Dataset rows

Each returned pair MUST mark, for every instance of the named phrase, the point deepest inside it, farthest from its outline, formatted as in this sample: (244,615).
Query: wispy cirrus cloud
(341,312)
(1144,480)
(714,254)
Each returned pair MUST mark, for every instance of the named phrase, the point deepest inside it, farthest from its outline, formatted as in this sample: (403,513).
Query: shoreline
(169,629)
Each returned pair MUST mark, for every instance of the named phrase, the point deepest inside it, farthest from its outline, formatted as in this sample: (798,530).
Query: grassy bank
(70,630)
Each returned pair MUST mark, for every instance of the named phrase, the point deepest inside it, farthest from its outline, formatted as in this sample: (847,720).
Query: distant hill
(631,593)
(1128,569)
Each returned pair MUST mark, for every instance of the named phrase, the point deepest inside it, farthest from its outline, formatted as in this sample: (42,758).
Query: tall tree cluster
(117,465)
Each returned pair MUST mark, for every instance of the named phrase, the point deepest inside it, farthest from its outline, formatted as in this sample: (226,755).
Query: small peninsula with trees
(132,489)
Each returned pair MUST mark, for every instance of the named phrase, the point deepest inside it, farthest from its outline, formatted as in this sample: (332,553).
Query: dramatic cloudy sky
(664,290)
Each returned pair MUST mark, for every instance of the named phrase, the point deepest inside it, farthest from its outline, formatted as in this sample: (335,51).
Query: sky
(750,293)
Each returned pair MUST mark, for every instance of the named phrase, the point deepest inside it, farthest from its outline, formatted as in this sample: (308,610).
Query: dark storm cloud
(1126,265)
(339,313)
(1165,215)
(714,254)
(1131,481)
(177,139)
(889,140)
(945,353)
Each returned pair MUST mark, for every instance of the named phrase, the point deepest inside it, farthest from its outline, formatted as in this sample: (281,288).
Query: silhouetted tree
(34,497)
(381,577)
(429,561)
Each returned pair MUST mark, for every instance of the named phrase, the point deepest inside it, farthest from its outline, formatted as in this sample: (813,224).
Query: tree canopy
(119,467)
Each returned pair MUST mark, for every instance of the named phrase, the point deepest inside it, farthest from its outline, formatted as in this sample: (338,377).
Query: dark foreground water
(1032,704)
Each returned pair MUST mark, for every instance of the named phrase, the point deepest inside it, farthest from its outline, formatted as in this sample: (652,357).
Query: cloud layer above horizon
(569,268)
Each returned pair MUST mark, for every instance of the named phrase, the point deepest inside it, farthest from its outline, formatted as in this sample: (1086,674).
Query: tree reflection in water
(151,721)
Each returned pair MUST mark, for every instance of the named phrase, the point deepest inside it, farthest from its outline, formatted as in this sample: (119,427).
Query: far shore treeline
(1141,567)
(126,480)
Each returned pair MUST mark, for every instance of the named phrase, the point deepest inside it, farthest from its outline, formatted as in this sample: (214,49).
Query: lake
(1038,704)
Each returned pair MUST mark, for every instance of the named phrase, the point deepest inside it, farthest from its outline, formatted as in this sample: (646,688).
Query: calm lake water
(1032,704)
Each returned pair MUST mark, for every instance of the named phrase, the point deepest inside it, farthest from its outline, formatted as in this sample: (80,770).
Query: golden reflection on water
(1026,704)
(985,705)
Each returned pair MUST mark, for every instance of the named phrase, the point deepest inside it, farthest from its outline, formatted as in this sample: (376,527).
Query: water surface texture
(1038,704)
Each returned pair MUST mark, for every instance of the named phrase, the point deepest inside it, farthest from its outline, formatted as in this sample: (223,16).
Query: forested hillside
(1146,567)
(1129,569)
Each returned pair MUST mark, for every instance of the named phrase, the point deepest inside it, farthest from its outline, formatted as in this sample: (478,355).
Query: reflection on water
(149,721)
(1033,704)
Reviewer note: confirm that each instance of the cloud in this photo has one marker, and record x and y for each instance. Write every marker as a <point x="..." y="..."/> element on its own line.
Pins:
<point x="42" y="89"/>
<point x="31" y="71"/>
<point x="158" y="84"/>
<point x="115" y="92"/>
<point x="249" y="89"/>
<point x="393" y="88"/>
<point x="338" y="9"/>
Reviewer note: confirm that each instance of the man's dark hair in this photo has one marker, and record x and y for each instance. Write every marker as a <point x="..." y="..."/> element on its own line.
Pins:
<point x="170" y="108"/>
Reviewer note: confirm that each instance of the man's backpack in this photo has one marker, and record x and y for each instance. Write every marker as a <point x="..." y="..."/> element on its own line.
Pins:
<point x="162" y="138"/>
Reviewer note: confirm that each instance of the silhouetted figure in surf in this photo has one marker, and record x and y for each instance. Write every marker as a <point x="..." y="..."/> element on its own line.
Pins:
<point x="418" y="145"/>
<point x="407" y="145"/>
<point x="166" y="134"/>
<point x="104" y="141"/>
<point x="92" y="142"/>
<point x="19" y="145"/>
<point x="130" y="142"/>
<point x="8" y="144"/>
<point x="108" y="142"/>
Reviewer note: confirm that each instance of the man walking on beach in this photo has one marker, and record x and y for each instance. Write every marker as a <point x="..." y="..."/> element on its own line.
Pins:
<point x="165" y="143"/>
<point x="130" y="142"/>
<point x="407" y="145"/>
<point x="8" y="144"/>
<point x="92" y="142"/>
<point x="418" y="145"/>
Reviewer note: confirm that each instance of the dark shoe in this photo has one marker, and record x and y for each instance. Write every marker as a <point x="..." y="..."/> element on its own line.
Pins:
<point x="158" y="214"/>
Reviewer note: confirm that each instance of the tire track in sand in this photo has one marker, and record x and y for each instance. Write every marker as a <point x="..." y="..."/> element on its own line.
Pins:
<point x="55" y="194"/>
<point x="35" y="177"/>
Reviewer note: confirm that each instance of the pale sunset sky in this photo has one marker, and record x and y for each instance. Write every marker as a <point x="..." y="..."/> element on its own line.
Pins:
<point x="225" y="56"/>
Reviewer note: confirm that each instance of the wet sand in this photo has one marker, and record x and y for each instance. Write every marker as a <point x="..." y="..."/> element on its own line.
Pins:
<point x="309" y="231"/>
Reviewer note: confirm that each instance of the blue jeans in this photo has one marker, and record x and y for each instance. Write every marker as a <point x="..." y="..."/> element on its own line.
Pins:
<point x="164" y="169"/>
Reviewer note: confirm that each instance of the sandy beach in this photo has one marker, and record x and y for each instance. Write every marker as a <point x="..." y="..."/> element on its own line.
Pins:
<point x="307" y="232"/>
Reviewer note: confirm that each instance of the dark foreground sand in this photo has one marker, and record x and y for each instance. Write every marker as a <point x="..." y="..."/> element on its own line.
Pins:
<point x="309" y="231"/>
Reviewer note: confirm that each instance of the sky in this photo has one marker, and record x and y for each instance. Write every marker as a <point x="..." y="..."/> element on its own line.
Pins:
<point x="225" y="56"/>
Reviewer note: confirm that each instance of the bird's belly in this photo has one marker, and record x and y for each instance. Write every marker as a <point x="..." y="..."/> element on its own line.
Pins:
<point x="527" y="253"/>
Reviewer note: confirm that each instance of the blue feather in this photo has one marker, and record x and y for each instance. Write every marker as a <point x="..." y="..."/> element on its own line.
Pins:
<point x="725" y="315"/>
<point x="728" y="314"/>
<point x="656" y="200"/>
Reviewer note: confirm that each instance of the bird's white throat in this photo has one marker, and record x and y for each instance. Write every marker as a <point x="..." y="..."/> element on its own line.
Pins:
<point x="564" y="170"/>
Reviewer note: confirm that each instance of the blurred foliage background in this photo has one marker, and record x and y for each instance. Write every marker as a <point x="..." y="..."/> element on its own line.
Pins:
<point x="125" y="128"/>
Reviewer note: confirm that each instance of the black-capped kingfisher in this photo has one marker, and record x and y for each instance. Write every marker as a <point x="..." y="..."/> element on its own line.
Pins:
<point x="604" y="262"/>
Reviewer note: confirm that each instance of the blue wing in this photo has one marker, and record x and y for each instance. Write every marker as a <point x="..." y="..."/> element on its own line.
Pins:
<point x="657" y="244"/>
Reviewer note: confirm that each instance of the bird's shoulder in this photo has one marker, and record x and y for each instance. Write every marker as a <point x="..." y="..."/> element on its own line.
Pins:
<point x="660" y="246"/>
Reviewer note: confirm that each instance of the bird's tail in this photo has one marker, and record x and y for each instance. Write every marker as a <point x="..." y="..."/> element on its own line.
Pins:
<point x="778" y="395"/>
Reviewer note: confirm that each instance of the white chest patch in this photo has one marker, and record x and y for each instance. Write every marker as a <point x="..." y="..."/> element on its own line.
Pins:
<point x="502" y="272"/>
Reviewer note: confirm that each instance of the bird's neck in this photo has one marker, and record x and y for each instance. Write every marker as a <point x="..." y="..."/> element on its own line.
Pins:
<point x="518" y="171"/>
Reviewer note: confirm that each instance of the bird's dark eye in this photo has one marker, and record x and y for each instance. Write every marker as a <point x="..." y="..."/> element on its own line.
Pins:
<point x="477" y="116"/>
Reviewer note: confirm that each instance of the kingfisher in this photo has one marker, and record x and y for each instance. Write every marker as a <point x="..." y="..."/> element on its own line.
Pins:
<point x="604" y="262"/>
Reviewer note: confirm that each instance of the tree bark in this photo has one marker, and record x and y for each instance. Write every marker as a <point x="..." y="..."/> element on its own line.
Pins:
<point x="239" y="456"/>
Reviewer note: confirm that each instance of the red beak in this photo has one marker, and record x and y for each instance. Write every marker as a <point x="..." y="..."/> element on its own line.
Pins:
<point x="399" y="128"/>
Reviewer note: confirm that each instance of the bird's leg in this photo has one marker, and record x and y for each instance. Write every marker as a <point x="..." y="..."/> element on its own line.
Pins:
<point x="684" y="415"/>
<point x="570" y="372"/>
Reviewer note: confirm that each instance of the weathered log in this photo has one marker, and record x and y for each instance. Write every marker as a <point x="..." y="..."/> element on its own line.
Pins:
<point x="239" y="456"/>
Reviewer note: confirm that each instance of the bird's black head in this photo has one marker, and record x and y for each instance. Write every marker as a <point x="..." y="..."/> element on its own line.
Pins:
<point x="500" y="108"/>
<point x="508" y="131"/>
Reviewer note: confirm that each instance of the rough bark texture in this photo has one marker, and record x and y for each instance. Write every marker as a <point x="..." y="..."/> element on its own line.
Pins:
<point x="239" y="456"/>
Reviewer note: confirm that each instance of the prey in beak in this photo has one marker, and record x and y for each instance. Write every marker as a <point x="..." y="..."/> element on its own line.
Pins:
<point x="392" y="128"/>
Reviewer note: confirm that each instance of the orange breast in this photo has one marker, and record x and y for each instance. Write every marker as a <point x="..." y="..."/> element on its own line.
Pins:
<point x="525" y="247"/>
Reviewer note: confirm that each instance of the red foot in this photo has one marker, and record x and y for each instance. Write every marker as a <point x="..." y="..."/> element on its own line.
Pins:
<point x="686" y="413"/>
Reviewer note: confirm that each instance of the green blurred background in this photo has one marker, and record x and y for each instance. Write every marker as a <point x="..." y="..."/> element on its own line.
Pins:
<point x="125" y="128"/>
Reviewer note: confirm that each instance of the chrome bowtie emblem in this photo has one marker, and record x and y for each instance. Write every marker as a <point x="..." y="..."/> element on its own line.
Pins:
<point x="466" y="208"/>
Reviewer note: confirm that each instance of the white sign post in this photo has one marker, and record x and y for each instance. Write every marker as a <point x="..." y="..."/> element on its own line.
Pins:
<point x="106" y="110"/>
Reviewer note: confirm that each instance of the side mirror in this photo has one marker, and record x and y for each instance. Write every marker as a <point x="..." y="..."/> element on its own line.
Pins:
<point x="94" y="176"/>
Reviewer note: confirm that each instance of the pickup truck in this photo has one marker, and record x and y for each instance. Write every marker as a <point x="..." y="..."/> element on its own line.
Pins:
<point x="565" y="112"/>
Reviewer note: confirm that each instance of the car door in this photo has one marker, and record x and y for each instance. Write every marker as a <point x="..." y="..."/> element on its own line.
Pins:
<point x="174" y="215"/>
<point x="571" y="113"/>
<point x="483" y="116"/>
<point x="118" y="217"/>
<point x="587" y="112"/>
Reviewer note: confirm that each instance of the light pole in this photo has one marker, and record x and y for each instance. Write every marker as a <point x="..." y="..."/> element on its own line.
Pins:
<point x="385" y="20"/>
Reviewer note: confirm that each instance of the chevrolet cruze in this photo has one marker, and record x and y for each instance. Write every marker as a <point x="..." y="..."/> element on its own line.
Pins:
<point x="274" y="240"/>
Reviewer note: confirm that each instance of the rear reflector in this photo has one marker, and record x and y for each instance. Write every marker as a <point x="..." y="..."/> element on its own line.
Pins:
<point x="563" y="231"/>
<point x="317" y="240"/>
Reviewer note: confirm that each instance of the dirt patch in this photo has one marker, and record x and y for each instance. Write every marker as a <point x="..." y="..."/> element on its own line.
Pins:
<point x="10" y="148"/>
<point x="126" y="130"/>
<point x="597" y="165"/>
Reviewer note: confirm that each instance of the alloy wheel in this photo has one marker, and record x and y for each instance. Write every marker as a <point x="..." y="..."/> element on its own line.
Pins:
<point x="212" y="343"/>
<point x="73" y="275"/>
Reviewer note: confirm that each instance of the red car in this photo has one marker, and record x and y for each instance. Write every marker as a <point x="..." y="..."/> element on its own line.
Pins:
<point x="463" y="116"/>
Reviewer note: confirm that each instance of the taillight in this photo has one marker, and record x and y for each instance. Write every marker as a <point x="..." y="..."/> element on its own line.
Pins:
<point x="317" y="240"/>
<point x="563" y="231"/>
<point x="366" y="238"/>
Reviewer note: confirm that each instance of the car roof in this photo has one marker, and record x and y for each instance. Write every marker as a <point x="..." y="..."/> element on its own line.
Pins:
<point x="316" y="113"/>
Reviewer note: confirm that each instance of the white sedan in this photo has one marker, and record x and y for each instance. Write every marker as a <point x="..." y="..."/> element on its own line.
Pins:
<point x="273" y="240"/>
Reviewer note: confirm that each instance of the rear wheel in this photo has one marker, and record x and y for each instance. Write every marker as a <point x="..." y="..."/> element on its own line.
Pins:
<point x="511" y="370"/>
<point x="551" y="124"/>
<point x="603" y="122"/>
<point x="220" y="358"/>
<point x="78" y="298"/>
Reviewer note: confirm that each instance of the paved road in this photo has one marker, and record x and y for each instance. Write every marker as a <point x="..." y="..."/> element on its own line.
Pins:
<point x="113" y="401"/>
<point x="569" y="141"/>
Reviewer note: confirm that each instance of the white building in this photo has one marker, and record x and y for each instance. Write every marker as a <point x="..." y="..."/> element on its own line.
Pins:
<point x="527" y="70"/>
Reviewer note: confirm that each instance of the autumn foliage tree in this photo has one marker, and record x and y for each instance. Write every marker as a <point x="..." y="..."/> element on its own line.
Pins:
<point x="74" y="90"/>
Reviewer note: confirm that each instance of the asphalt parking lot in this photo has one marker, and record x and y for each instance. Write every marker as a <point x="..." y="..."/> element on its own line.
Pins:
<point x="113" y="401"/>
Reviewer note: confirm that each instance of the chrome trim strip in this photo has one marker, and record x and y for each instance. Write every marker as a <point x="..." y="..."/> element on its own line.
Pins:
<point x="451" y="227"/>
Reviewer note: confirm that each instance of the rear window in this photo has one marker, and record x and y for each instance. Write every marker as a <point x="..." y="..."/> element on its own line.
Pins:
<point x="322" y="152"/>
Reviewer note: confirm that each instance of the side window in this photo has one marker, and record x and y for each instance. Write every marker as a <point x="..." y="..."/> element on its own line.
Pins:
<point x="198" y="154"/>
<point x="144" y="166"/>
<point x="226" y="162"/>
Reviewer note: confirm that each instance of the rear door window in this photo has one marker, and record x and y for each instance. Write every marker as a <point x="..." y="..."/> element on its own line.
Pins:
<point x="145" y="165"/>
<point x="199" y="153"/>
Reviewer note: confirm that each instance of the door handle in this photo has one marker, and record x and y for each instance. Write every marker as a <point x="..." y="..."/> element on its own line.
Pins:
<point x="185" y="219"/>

Your goal — Quote, word for word, every line starting at the one that contains "Reviewer note: confirm that each instance of the rear door" and ending with the final line of the entries.

Result of the exercise —
Reviewer note: confirm that each instance of the rear door window in this photo has one marker, and record x and y for each instance. Write every marker as a <point x="..." y="..."/> element on its own line.
Pins:
<point x="145" y="165"/>
<point x="199" y="153"/>
Reviewer note: confirm that each instance of the door handle in this photo has one marker, and record x and y for each instance. Write every marker as a <point x="..." y="..."/> element on its own line.
Pins:
<point x="185" y="219"/>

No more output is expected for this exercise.